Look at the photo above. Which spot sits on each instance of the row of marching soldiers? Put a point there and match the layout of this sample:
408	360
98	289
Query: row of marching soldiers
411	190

▶ EXERCISE REQUIREMENTS
Could you give the data again, word for word?

▶ SOLUTION TO THIS PROBLEM
Look at the photo above. Which spot sits on each instance of the row of marching soldiers? Put a point there and match the layout of this sample:
408	360
98	289
Query: row of marching soldiers
411	190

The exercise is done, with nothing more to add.